Material shown Start Marker

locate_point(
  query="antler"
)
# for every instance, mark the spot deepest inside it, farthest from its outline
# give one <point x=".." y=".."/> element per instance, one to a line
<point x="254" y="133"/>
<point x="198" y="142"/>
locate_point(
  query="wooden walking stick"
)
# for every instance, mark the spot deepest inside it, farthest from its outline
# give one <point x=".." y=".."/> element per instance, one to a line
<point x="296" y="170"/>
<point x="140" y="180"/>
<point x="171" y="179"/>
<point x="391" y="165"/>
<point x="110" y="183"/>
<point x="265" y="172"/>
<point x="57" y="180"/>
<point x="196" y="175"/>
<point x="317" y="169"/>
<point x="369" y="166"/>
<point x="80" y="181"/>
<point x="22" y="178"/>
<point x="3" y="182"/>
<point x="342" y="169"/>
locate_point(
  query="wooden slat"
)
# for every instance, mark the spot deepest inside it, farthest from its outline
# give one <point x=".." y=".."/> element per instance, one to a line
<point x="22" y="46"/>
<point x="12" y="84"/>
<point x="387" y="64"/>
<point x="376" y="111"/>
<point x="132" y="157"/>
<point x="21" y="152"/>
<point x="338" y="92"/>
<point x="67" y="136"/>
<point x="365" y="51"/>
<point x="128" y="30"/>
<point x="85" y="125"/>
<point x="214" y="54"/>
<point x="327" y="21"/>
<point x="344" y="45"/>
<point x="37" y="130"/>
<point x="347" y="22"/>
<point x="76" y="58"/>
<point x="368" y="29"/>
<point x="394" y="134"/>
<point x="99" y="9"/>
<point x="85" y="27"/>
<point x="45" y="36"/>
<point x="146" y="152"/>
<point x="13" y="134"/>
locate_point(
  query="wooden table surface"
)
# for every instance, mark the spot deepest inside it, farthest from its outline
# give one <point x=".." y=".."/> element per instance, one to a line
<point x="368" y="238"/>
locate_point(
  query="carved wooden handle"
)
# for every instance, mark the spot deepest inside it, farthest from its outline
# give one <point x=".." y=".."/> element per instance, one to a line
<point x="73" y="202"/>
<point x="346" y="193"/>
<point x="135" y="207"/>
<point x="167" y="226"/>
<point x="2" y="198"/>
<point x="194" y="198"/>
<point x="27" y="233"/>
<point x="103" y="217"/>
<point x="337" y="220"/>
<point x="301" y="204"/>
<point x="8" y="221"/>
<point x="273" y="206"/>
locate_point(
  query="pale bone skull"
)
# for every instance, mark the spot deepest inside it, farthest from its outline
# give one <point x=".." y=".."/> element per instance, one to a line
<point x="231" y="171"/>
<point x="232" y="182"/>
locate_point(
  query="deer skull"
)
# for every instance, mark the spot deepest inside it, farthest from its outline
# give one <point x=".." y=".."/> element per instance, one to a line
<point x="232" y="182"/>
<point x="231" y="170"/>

Material shown End Marker

■ Task item:
For each line in the material above that contains the string "wooden", make a copy.

■ Solution to the exercise:
  query="wooden walking stick"
  query="wooden slat"
  query="wooden table surface"
  query="carved wooden handle"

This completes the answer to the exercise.